Instructions for the task: In the records below, put every line from the one containing "Where can the stone paving" through the end of the records into a Markdown table with two columns, Row and Line. Row gives each line's number in sequence, and blank lines are left out.

(Dataset rows on where objects appear)

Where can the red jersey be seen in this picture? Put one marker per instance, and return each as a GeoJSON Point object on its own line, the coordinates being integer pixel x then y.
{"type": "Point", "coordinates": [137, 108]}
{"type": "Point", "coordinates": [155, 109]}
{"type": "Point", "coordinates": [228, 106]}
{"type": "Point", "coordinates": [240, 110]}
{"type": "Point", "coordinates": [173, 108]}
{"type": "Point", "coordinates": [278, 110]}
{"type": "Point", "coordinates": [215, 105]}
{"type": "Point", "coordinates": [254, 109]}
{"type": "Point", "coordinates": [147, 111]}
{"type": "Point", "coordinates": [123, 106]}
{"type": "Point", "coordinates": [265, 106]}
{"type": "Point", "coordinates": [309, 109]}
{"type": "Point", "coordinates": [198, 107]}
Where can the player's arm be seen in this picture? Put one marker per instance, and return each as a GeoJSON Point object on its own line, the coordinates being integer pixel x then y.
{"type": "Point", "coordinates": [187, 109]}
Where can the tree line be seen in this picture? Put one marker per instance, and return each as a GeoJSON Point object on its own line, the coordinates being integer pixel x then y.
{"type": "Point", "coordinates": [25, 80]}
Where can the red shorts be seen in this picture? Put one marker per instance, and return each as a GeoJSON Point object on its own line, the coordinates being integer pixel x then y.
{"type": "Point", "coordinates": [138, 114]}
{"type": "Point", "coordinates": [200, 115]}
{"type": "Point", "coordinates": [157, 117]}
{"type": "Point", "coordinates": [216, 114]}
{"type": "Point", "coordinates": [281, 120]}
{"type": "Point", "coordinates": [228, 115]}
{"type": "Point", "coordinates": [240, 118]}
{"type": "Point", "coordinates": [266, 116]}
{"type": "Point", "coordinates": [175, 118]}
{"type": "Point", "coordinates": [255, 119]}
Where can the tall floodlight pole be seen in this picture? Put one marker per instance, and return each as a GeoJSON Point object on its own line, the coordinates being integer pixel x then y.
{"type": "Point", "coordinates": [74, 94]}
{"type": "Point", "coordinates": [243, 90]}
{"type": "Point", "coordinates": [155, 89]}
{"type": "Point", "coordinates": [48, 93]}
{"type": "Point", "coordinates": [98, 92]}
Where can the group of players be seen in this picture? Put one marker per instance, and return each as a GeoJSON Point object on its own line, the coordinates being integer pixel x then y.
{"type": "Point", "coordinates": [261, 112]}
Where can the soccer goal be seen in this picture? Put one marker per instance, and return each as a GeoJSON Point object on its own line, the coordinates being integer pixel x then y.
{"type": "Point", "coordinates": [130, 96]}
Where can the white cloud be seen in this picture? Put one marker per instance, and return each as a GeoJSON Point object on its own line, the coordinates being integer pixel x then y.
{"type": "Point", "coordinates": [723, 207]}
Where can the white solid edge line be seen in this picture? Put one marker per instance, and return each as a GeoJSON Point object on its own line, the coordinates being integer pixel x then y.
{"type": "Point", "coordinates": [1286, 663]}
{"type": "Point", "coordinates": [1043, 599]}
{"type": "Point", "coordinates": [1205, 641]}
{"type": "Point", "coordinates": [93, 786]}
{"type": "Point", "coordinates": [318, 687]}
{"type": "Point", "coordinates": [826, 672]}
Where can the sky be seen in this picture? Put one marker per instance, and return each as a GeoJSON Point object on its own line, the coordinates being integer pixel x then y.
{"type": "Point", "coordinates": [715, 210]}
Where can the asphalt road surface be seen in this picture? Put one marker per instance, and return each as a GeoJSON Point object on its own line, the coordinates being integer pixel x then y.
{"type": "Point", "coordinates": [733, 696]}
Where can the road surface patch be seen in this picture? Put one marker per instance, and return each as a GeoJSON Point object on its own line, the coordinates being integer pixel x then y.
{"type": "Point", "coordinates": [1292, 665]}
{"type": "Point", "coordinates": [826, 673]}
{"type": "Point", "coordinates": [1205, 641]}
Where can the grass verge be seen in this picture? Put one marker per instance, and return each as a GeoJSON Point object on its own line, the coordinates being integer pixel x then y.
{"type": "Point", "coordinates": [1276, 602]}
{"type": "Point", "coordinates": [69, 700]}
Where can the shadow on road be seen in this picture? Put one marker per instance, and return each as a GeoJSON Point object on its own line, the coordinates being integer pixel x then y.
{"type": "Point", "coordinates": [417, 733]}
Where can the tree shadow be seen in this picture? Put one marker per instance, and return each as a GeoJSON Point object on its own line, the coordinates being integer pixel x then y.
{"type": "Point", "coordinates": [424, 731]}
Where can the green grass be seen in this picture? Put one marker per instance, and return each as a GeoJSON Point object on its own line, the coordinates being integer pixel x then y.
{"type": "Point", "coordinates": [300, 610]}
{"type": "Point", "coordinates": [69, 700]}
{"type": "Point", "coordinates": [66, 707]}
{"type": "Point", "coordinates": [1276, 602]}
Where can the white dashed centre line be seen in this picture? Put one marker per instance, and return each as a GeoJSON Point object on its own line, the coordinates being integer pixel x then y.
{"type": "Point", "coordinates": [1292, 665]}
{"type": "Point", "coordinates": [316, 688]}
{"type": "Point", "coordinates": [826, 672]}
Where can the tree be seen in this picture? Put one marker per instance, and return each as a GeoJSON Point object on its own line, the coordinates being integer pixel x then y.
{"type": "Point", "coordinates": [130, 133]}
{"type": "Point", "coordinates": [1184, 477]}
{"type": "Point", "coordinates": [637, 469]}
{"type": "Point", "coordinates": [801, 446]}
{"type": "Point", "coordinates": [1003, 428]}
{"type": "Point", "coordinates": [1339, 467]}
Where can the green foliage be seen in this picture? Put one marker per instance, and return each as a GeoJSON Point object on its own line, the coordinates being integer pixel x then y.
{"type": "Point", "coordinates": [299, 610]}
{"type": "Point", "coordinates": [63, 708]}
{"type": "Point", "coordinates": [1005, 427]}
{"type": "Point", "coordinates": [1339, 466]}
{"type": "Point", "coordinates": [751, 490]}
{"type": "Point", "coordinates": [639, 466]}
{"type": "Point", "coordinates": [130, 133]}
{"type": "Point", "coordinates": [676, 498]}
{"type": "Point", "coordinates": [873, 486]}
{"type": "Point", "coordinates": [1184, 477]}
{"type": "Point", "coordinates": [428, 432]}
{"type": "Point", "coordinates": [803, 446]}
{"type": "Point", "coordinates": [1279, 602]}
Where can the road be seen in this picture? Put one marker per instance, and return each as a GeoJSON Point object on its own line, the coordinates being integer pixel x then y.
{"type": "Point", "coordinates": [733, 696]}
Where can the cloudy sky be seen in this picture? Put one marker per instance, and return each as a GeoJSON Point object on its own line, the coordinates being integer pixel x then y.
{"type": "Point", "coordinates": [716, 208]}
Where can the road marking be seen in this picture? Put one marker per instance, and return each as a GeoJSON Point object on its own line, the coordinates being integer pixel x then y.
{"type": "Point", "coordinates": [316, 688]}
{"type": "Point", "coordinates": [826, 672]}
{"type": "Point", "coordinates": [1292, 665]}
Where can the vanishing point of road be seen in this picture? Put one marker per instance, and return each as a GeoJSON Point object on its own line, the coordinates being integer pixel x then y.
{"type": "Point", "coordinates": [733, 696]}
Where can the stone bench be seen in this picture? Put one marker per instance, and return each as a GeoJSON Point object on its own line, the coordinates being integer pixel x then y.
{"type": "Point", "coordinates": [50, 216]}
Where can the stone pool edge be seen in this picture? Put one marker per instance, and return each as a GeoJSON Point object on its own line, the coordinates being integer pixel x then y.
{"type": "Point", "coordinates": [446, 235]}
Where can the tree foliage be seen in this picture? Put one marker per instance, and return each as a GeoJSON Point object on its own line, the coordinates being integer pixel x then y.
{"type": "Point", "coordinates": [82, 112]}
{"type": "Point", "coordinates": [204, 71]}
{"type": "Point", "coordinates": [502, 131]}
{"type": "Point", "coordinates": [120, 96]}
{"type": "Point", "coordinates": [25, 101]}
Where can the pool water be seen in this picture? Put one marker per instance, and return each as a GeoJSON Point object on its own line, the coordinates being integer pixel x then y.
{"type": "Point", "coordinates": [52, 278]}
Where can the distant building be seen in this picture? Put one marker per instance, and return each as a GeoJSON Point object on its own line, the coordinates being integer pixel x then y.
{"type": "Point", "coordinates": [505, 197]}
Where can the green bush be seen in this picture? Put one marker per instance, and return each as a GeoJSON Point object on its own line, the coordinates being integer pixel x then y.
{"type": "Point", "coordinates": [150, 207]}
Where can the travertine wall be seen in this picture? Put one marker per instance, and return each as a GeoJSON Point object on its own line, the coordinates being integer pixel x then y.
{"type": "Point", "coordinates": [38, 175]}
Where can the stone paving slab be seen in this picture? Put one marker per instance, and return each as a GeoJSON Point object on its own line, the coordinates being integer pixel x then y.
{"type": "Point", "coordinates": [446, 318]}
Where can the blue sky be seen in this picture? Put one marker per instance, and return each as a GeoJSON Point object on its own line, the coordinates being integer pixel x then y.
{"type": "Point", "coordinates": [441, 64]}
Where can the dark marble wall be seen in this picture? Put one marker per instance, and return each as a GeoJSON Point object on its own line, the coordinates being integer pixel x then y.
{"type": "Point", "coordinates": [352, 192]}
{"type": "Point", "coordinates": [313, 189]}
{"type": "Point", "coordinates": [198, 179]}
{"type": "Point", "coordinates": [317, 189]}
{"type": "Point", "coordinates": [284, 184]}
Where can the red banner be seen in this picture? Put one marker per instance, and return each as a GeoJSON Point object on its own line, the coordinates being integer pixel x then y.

Solution for this task:
| Row | Line |
|---|---|
| 1 | Where can the stone paving slab be seen in this picture? Put one marker per instance, and return each as a GeoJSON Point object on its own line, the coordinates being integer pixel x then y. |
| 2 | {"type": "Point", "coordinates": [446, 318]} |
| 3 | Where can the blue sky be seen in this picture? Put one marker per instance, and return each as a GeoJSON Point object on its own line, the coordinates being integer pixel x then y. |
| 4 | {"type": "Point", "coordinates": [441, 64]} |
| 5 | Where can the dark marble wall be seen in this picture? Put one marker per instance, and return each as a GeoJSON Point object on its own line, the coordinates being integer pixel x then y. |
| 6 | {"type": "Point", "coordinates": [352, 192]} |
| 7 | {"type": "Point", "coordinates": [313, 189]} |
| 8 | {"type": "Point", "coordinates": [198, 179]} |
| 9 | {"type": "Point", "coordinates": [317, 189]} |
| 10 | {"type": "Point", "coordinates": [284, 184]} |
| 11 | Where can the red banner be seen in this picture? Put one marker per instance, and return each as a GeoJSON Point object on its own line, the coordinates being integer pixel x then y. |